[Location annotation dataset excerpts]

---+---

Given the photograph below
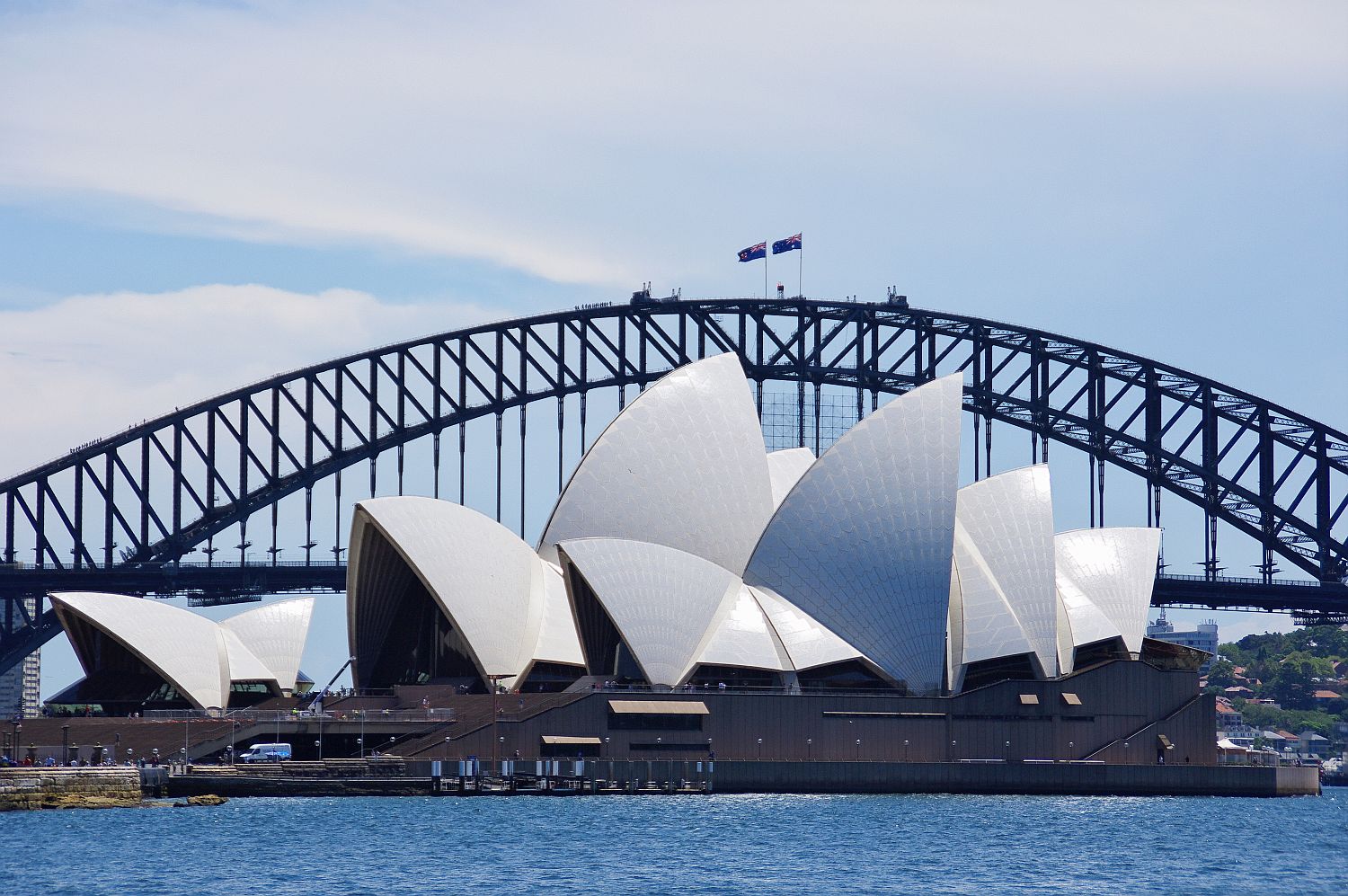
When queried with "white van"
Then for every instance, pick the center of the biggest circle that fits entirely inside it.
(266, 753)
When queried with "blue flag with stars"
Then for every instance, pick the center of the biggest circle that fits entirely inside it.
(754, 253)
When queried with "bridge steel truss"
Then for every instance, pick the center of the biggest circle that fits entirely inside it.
(121, 512)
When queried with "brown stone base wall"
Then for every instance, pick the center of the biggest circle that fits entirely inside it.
(69, 787)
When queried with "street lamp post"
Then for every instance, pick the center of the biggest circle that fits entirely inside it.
(495, 682)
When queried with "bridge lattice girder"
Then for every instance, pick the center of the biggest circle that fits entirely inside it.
(166, 486)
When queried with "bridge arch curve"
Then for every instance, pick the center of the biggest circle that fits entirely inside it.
(164, 486)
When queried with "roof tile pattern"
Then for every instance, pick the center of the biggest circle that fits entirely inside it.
(1007, 521)
(665, 602)
(863, 542)
(682, 465)
(1113, 570)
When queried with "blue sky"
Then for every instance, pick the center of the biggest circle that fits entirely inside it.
(199, 194)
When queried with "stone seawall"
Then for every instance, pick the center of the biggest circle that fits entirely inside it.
(64, 787)
(1084, 779)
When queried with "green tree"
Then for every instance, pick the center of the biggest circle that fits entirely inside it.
(1221, 674)
(1291, 682)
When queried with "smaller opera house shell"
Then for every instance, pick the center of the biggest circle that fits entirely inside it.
(140, 653)
(684, 554)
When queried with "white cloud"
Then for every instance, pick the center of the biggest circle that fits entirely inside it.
(571, 139)
(89, 366)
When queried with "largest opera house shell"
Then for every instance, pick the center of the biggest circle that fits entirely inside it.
(684, 553)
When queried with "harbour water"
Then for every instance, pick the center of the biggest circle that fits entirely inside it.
(687, 845)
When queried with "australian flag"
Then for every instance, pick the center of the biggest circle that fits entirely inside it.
(754, 253)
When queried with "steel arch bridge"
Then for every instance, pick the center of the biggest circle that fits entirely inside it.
(120, 513)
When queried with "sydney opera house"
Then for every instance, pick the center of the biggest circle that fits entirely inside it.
(143, 655)
(682, 554)
(692, 588)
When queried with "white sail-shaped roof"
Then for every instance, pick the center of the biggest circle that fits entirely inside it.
(243, 664)
(483, 577)
(863, 542)
(1067, 640)
(746, 637)
(665, 602)
(684, 466)
(989, 623)
(808, 644)
(186, 650)
(1007, 527)
(785, 469)
(1113, 570)
(275, 634)
(557, 637)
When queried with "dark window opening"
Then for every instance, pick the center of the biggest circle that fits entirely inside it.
(670, 748)
(606, 653)
(654, 723)
(1099, 652)
(550, 678)
(851, 675)
(711, 677)
(1015, 669)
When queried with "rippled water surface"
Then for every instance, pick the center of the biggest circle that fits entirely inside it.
(687, 845)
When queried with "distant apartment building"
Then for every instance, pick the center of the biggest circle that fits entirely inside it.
(1204, 637)
(21, 686)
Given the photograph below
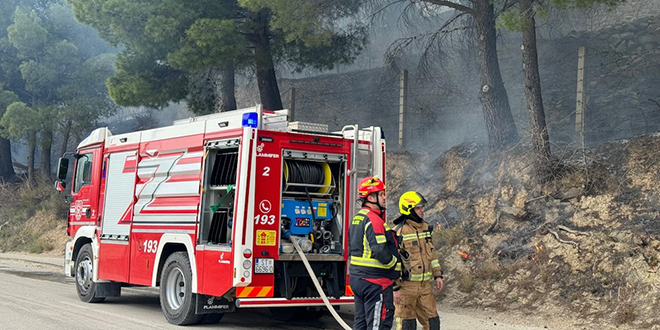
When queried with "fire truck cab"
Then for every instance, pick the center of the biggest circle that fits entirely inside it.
(207, 209)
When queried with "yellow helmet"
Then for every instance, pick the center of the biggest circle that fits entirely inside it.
(409, 200)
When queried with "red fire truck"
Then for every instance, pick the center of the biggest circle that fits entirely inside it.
(206, 209)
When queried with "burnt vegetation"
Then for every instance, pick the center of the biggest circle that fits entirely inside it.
(585, 243)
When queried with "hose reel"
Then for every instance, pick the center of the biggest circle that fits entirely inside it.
(304, 177)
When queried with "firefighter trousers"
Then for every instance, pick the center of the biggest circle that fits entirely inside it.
(374, 305)
(417, 302)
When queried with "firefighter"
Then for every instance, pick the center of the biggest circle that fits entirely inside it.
(374, 263)
(420, 269)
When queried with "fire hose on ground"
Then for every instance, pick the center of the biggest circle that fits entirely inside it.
(318, 286)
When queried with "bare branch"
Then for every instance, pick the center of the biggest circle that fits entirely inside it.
(453, 5)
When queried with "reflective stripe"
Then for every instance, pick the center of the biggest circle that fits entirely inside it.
(377, 312)
(369, 262)
(421, 277)
(409, 237)
(366, 249)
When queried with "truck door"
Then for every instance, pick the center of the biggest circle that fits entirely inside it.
(85, 189)
(225, 217)
(119, 173)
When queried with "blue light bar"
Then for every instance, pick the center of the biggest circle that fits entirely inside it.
(250, 119)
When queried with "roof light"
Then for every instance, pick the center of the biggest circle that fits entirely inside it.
(250, 119)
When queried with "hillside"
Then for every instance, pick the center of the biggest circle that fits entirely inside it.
(585, 245)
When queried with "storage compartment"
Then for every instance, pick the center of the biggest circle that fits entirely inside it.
(220, 171)
(311, 208)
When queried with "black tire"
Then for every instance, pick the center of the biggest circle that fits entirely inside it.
(176, 298)
(211, 318)
(86, 287)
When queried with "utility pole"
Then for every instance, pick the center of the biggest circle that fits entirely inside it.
(292, 105)
(579, 100)
(403, 104)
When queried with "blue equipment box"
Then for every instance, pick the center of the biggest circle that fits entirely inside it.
(300, 214)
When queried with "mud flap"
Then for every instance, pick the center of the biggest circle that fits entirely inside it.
(209, 304)
(108, 290)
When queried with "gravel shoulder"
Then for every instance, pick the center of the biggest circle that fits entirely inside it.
(452, 318)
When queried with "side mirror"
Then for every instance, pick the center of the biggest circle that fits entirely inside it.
(60, 185)
(62, 168)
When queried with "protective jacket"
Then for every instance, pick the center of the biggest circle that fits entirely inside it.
(421, 263)
(372, 247)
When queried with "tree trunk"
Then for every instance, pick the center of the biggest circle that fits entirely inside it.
(266, 79)
(6, 167)
(227, 88)
(494, 100)
(32, 146)
(537, 127)
(65, 137)
(46, 146)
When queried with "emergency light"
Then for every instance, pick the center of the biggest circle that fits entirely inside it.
(250, 119)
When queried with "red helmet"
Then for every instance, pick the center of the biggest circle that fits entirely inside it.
(370, 185)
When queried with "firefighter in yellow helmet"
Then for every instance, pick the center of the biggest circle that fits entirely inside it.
(421, 268)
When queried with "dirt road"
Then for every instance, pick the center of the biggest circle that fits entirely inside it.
(36, 295)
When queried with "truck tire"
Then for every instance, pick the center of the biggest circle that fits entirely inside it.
(176, 297)
(86, 287)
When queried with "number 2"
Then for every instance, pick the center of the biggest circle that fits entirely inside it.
(264, 219)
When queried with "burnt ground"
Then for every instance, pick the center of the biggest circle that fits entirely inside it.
(586, 243)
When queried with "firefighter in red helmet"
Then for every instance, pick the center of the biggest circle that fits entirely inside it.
(420, 267)
(374, 262)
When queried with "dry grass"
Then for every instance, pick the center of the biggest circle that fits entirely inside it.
(33, 217)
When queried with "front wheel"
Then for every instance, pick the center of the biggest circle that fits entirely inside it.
(176, 297)
(86, 287)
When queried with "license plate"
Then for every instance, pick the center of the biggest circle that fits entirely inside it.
(264, 265)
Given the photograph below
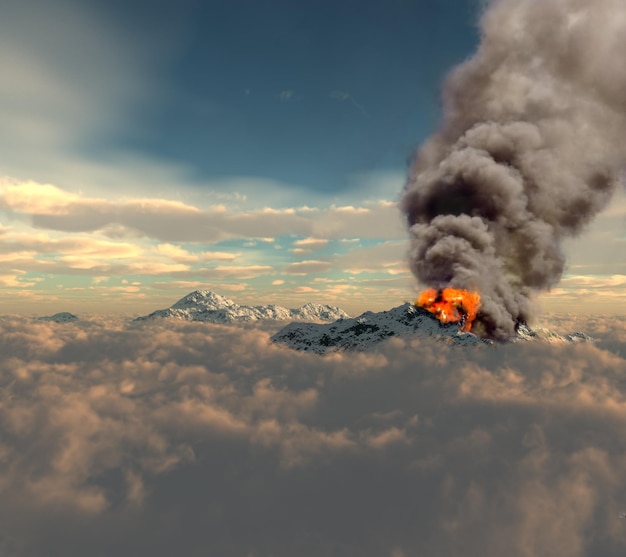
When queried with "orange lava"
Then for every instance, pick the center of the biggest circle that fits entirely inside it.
(451, 305)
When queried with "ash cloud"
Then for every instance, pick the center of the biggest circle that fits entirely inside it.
(532, 146)
(169, 439)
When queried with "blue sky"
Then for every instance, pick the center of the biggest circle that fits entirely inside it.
(252, 148)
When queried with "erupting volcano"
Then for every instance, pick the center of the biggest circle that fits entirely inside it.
(531, 146)
(451, 305)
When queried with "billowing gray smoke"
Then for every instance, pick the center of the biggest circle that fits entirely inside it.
(532, 146)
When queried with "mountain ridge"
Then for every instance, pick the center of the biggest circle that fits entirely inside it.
(208, 306)
(365, 332)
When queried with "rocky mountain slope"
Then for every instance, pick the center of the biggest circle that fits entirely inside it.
(207, 306)
(407, 321)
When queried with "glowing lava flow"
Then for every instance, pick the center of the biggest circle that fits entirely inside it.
(451, 305)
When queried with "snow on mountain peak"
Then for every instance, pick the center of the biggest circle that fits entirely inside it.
(203, 299)
(365, 332)
(207, 306)
(62, 317)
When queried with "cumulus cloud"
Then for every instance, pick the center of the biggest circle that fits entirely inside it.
(168, 438)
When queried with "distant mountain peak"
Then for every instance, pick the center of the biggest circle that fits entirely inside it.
(61, 317)
(208, 306)
(365, 332)
(203, 298)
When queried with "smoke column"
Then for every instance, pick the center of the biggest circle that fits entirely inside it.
(532, 146)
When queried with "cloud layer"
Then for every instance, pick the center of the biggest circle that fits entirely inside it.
(193, 439)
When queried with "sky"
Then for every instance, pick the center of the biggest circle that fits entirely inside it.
(257, 149)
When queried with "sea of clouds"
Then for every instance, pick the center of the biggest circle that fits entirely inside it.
(159, 439)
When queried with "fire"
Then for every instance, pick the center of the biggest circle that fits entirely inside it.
(451, 305)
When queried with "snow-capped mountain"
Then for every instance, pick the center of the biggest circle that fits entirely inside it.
(407, 321)
(204, 305)
(62, 317)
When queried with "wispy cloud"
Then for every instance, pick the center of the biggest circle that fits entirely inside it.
(343, 96)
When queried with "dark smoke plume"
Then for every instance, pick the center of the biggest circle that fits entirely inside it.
(531, 147)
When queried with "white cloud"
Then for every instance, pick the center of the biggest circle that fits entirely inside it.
(307, 267)
(167, 436)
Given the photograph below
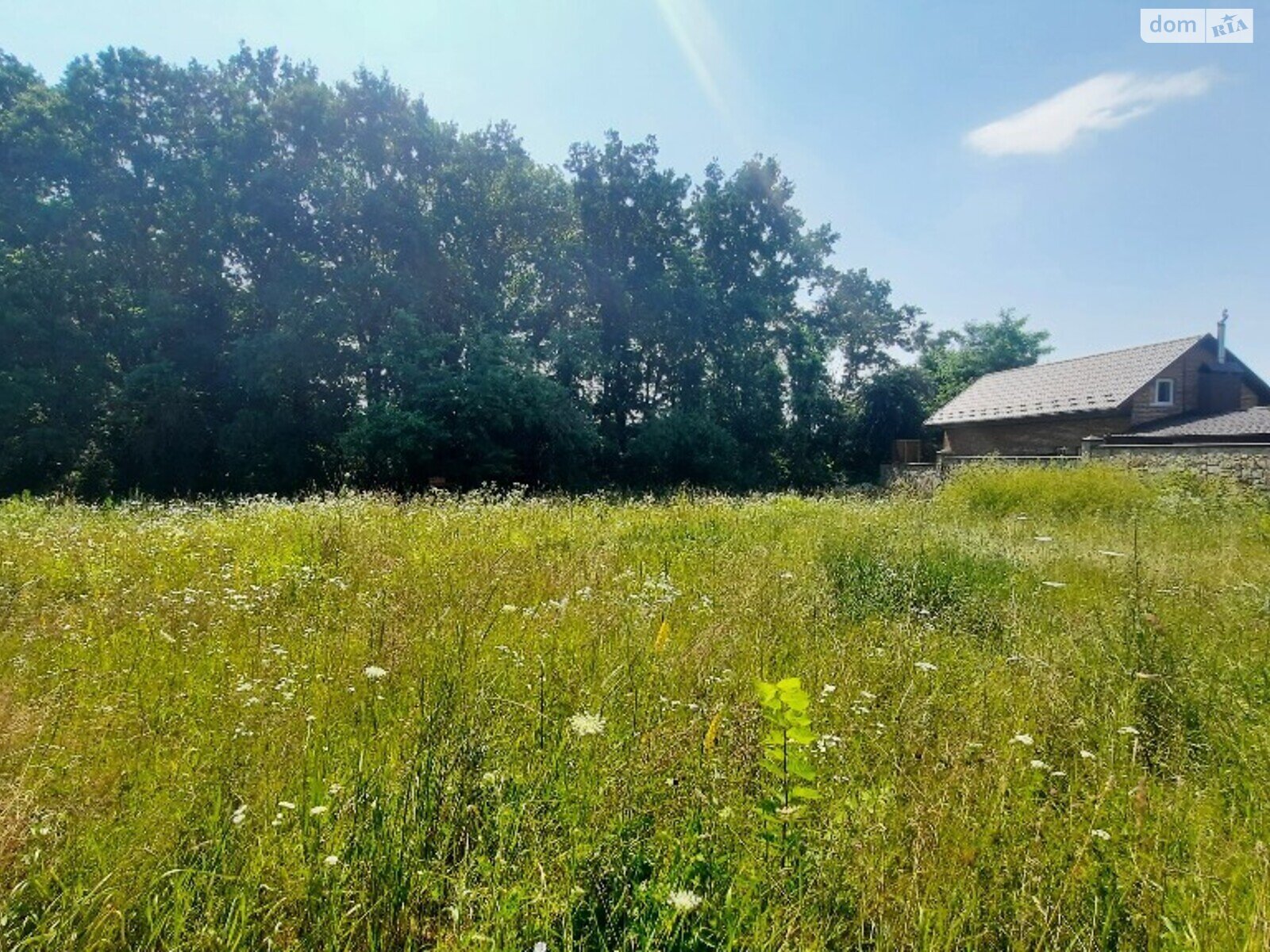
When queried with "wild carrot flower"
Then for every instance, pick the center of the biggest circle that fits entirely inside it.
(683, 900)
(586, 724)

---+---

# WHAT YOU WILL DO
Please return every line of the listing that contains the word "roof".

# WRITTEN SOLUTION
When queried with "roof tile pattern"
When queried with "white sail-shaped roof"
When queried with "roof light"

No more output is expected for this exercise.